**Text excerpt**
MPEG Monitor

Real time QoE monitoring of several MPEG-2 and MPEG-4/AVC programs

 

MPEG Monitor is UNIQUE. It enables to monitor the perceived quality (also called QoE: Quality of Experience) of several MPEG-2 or MPEG-4/AVC (H.264) programs in real time and on a single machine.

MPEG Monitor is mainly designed for:

  • perceived video quality monitoring of TV head ends
  • monitoring of blockiness, black frames, jerkiness (image freezing) and silences
  • test and monitoring of audio video streaming
  • video encoders testing with live sources
  • alerts sending when problems happen (when audio or video signal is lost, when audio or video signal is back, when audio or video quality is lower than a user-defined threshold, when black frames or jerkiness or silence has a duration greater than a user-defined threshold)

But more than this, MPEG Monitor is unique due to the way it works.

Indeed, classical monitoring systems measure packets loss (QoS systems) or check the syntax of Transport Streams (verification of values like PCR) but they can't know the impact on perceived video quality (QoE) of the errors they measure. On the opposite, MPEG Monitor PERFORMS the video decoding in order to KNOW EXACTLY how the decoding was done and how are the pictures which are presented to the end-user. Therefore, MPEG Monitor is a REAL Quality of Experience (QoE) monitoring solution!

**Provided information**
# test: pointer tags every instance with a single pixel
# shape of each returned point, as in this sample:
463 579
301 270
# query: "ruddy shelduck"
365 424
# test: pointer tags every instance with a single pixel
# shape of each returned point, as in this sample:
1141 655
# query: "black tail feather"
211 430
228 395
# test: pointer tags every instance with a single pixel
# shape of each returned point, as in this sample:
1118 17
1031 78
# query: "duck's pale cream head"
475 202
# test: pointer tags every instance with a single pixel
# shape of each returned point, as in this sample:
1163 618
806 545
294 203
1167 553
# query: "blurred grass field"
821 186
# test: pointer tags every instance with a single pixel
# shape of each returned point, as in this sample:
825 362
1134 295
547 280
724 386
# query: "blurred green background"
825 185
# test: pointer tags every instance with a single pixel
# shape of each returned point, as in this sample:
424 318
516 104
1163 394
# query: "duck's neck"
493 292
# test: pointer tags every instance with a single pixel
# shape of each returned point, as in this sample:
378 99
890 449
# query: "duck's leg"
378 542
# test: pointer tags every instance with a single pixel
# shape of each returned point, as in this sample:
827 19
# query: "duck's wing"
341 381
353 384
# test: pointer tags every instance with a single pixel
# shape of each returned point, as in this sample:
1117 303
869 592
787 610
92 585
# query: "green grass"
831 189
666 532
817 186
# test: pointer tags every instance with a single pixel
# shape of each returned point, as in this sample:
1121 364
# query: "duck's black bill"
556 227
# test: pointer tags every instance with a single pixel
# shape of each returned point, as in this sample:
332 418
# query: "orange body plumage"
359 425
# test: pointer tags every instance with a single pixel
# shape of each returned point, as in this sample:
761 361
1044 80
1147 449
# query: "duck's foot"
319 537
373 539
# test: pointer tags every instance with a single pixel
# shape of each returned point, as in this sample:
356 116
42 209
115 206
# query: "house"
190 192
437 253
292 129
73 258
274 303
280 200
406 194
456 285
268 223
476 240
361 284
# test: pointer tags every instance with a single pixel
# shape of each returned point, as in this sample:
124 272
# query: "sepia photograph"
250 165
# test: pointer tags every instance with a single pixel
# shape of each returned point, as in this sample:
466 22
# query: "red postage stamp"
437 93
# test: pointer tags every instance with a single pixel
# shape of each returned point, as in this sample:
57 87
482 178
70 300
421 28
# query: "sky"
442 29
==
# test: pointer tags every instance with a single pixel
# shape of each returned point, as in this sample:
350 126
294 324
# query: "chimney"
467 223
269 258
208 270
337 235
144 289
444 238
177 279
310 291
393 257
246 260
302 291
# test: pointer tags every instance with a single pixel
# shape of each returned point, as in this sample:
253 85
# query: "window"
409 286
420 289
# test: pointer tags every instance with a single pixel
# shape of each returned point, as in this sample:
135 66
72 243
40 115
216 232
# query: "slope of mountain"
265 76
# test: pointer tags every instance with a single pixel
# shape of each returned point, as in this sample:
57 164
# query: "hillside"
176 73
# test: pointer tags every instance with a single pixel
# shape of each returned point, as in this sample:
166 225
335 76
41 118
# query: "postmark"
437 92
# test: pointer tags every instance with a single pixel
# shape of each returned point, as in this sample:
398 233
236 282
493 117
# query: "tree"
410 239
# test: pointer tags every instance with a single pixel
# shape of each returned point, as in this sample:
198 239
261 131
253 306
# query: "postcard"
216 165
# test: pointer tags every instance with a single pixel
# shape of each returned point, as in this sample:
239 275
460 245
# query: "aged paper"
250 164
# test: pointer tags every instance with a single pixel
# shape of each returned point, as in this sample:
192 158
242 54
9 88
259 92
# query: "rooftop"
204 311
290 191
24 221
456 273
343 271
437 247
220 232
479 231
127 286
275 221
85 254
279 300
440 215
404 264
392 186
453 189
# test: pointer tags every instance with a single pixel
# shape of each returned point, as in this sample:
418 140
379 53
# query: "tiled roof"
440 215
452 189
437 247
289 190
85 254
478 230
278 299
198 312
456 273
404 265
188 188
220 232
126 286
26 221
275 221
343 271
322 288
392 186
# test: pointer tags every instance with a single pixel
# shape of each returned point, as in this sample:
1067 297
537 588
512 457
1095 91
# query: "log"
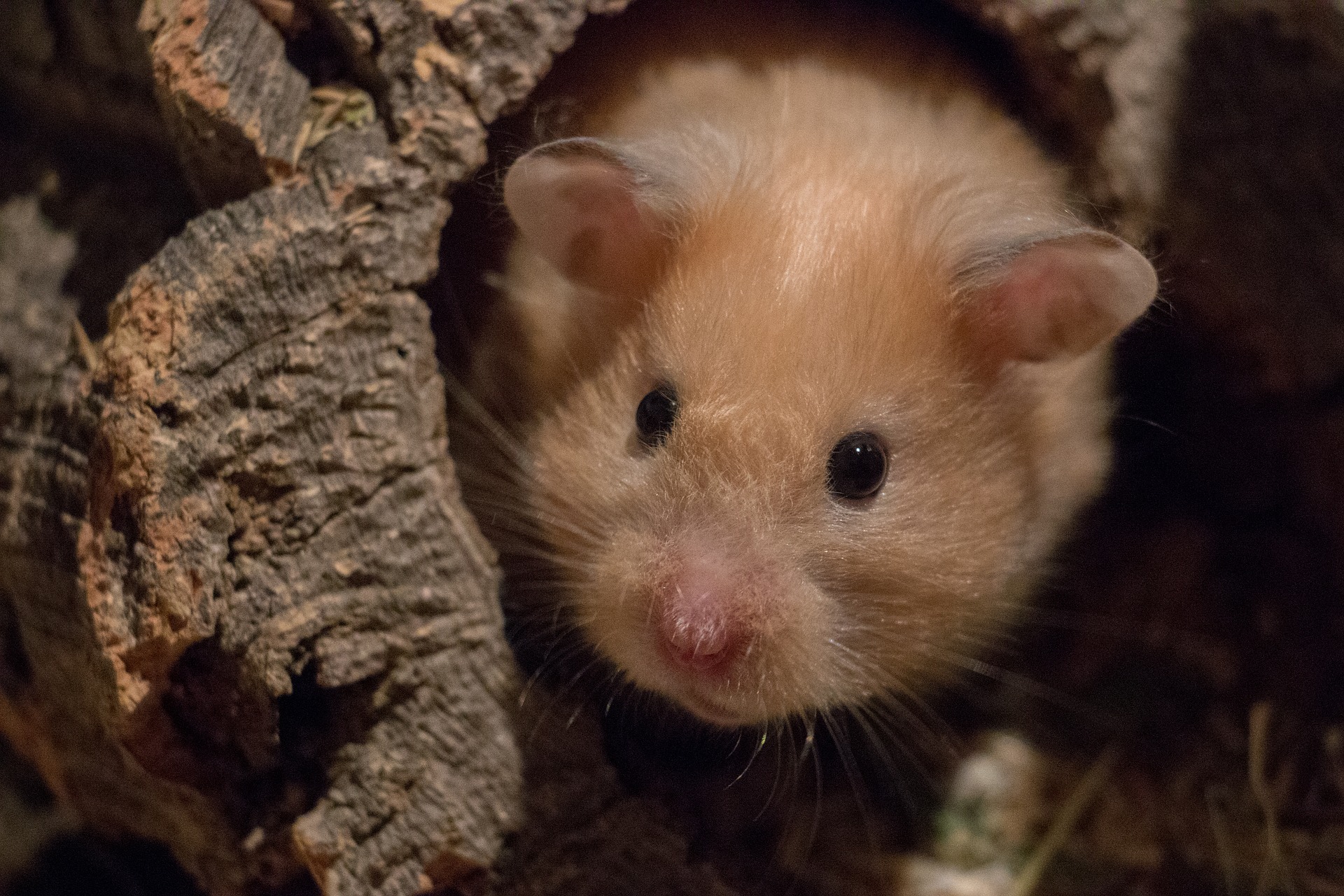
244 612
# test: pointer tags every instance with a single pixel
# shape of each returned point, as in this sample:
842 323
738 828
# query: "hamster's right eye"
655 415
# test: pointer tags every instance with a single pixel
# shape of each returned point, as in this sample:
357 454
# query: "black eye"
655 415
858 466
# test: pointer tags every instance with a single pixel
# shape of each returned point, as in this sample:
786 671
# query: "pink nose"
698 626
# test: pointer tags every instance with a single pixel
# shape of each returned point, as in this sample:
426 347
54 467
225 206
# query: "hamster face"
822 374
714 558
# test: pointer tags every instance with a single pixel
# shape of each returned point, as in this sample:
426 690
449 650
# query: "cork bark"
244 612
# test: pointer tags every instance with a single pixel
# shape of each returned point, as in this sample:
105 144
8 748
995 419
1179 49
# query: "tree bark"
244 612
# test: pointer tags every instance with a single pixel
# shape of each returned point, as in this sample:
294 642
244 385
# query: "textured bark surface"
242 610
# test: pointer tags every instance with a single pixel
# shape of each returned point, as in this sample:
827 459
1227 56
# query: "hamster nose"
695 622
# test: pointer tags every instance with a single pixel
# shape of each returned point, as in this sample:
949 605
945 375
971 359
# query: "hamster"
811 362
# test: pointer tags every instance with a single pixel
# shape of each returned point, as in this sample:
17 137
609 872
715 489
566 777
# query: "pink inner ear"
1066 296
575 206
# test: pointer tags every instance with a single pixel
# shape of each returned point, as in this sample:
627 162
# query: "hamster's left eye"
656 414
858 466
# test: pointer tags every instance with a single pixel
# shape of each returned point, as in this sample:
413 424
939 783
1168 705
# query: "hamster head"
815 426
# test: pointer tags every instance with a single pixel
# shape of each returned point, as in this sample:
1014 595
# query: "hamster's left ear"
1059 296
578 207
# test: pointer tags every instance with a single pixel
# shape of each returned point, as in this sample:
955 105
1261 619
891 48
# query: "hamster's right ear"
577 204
...
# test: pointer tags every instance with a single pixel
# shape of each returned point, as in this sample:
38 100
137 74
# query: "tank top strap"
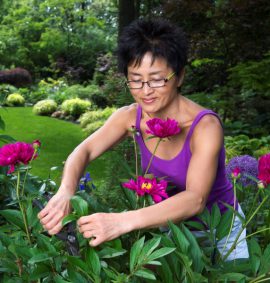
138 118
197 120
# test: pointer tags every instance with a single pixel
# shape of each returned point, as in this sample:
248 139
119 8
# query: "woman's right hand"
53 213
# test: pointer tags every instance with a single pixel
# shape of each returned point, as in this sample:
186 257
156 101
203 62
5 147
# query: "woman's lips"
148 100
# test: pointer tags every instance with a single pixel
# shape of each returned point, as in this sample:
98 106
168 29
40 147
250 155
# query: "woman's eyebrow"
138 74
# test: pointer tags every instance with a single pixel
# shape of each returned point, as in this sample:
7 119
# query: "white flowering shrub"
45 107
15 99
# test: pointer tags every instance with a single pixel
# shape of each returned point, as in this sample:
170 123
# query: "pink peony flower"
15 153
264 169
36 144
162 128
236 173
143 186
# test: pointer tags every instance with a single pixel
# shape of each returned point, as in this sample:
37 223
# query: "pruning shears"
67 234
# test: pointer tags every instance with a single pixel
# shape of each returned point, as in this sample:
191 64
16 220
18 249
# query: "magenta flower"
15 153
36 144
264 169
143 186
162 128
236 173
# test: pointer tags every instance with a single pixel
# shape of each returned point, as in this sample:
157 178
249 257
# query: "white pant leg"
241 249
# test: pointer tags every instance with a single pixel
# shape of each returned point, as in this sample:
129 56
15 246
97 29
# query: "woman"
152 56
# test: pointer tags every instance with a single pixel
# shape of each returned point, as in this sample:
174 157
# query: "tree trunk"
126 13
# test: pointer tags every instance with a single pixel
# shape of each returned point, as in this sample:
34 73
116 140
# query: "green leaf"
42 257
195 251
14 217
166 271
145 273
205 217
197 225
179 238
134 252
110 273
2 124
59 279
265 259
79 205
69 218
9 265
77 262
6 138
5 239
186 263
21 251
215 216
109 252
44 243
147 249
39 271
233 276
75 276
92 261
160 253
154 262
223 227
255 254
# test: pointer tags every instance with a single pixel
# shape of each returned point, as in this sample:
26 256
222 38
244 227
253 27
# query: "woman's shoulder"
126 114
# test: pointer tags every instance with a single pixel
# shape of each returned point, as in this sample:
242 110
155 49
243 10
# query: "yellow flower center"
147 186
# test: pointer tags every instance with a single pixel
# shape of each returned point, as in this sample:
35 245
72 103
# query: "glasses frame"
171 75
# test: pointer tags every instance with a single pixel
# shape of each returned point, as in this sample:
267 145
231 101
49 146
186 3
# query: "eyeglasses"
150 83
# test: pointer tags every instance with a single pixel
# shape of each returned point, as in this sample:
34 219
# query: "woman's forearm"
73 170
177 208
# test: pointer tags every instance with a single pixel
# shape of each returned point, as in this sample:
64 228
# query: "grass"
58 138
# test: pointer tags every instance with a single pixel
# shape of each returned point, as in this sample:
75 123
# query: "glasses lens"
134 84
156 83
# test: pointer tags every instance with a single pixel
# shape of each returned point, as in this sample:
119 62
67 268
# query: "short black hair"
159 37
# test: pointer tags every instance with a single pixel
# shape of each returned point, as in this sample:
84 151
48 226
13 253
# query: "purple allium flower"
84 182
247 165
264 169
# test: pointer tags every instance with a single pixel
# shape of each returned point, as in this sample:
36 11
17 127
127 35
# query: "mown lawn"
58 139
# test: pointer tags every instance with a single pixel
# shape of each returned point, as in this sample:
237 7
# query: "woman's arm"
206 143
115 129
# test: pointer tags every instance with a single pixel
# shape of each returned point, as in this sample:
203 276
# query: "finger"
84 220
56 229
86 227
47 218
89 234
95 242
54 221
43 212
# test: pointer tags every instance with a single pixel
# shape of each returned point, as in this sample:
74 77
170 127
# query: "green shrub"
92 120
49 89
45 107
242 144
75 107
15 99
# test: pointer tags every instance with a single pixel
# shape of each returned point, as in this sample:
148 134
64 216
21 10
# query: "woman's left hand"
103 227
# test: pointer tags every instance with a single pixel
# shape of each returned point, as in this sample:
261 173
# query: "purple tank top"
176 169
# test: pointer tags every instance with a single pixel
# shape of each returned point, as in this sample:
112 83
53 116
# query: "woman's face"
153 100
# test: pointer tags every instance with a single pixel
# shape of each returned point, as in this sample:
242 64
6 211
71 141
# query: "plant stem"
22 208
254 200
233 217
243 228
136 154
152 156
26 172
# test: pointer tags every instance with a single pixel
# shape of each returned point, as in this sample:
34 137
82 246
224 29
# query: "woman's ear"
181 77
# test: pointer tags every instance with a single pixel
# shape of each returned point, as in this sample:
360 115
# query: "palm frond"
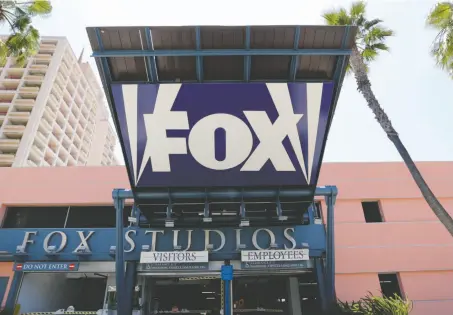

**Task set**
1. Answer these questions from the MPEG Monitor text:
(a) What does QoE stand for?
(b) Which two kinds of MPEG programs can MPEG Monitor watch in real time?
(c) What do classical monitoring systems measure or check?
2. Tally the lines of the records that contain the string "pink". Give only the number.

**Answers for the tasks**
1.
(a) Quality of Experience
(b) MPEG-2 and MPEG-4/AVC (H.264)
(c) They measure packet loss (QoS systems) or check the syntax of Transport Streams, such as PCR values.

2. 3